DIRECTIONS:
Reproduce every one of the rows below word for word, in the order given.

RECORDS TO PROCESS:
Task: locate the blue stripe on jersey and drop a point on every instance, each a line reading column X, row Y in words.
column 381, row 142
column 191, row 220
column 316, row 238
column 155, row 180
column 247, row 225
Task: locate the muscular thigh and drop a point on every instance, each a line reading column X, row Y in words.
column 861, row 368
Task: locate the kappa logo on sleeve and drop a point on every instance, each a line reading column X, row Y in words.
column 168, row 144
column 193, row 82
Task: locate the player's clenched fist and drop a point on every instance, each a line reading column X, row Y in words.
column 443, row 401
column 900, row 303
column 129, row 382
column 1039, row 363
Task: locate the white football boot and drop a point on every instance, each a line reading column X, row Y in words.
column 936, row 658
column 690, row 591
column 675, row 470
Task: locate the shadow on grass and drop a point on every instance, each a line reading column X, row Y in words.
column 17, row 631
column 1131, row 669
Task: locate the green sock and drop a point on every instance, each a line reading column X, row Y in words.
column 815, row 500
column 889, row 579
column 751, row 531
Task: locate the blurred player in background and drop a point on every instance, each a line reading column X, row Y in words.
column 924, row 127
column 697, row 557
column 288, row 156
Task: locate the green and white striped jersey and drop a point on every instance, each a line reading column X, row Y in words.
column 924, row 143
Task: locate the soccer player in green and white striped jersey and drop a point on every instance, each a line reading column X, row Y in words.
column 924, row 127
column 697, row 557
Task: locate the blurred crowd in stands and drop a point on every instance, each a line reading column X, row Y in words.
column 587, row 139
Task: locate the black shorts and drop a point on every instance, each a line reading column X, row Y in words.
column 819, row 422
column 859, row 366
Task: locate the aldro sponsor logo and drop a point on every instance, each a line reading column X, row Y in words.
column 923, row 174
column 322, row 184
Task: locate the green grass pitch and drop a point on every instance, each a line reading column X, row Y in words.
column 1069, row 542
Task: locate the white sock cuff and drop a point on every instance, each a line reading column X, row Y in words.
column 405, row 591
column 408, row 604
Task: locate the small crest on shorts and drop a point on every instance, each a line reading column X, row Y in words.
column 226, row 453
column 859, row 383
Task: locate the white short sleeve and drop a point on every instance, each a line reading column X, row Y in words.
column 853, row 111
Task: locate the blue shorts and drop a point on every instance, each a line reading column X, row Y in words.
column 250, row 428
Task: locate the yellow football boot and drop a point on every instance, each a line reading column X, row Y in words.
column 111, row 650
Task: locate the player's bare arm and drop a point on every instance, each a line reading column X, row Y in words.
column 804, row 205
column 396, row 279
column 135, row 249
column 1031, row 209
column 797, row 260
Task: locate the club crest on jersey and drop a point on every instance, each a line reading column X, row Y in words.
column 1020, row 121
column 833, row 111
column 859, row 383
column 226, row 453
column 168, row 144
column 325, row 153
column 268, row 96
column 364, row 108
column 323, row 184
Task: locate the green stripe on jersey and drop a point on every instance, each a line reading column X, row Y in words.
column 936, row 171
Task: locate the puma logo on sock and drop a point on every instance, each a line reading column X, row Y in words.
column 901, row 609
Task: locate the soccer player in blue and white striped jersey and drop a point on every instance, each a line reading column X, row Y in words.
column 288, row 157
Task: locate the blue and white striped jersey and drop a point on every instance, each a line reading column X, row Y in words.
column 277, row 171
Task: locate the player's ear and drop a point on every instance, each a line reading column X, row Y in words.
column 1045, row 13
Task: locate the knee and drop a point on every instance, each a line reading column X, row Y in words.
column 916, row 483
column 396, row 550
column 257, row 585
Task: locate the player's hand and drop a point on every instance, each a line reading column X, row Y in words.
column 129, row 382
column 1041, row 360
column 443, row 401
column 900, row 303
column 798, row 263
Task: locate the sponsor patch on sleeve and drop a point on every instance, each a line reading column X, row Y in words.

WRITTEN ANSWER:
Task: locate the blue stripe on jersey and drop a point on every instance, each a line reading column X, row Y in words.
column 381, row 142
column 191, row 220
column 316, row 238
column 155, row 180
column 247, row 225
Task: locate the muscular thigh and drop a point on every instance, each a line reading column X, row Y in words.
column 861, row 368
Task: locate the kappa logo on sleeve and drop a point on every instance, each a line reading column X, row Y in words.
column 168, row 144
column 193, row 82
Task: locate the player's clenched fist and drop a point on every instance, each a line reading column X, row Y in words.
column 443, row 401
column 900, row 303
column 129, row 382
column 1039, row 363
Task: locate the white football boot and drop a point on every instance, each a line reading column X, row Y in words.
column 936, row 658
column 690, row 591
column 675, row 470
Task: locate the shadow on grass and drop a point on every instance, each a line reading column X, row Y in words.
column 17, row 631
column 1131, row 669
Task: locate the green sock and drop a point on every instance, each a line reading column X, row Y in words.
column 815, row 500
column 889, row 579
column 751, row 531
Task: locate the blurred player in background and drop a point on every instance, each a line reading column X, row Y in words.
column 924, row 127
column 697, row 557
column 288, row 156
Task: locate the green and white striped jersey and drop a point on every instance, each a line reading column X, row Y in words.
column 924, row 143
Task: locate the soccer player in green and white striped jersey and drop a point on every instance, each a line reading column X, row Y in words.
column 924, row 127
column 697, row 557
Task: locate the blurred crowd in stands and drop a point on every instance, each a line reading column X, row Y in words.
column 587, row 139
Task: locate the black shorts and drop a point on every instance, each a line reading column X, row Y in words.
column 819, row 422
column 859, row 366
Task: locate the aldro sponsor logo and drop a point on every instance, each a line reading column X, row Y in words.
column 923, row 174
column 322, row 184
Task: locate the green grass pitch and drop a point on every instance, each a line reading column X, row Y in words.
column 1069, row 542
Task: locate the white sock cuff and drop a point on every instance, each a line reading column X, row Y in words.
column 405, row 591
column 408, row 604
Task: locate the small crest on shorts and drop a point on every instance, each a line reading column X, row Y in words.
column 226, row 453
column 859, row 383
Task: locate the white short sleeve and drop a point on every instance, each a line reading column X, row Y in words.
column 853, row 111
Task: locate the blue shorts and drop a point on every instance, each a line reading column X, row Y in words.
column 250, row 428
Task: locate the yellow football boot and drop a point on every instance, each a line reading column X, row Y in words.
column 111, row 650
Task: locate the player's bare arm and drop a point on every instance, each a line reading column X, row Y in words.
column 804, row 205
column 396, row 279
column 135, row 249
column 1031, row 209
column 797, row 260
Task: locate the club crest on jersey and drop a point on every instance, each a line reading column X, row Y in words.
column 1020, row 121
column 833, row 111
column 859, row 383
column 226, row 453
column 168, row 144
column 325, row 153
column 268, row 96
column 364, row 108
column 323, row 184
Task: locate the green stripe on jersey and drop a point on every instance, each a line reading column X, row Y in words.
column 936, row 171
Task: locate the puma logo on sock and drop a point on every instance, each a line reading column X, row Y in words.
column 901, row 609
Task: locate the soccer player in blue and white striped jersey and drop a point on every instance, each a line reading column X, row Y in words.
column 288, row 157
Task: locate the blue and white striped jersey and drop a point on every instance, each a line reading column X, row Y in words.
column 277, row 171
Task: locate the player's ear and drop a point on every instance, each a line reading column X, row Y in words.
column 1045, row 13
Task: locate the knee and drop a point on every instance, each a line reading column X, row Y in words.
column 916, row 483
column 396, row 550
column 257, row 585
Task: locate the player's hand and drop a point on every instance, each a line reading column X, row Y in words.
column 129, row 382
column 1041, row 360
column 443, row 401
column 900, row 303
column 798, row 263
Task: locate the sponsor patch on sleeve and drop a point on every instance, each a line reading column X, row Y in words.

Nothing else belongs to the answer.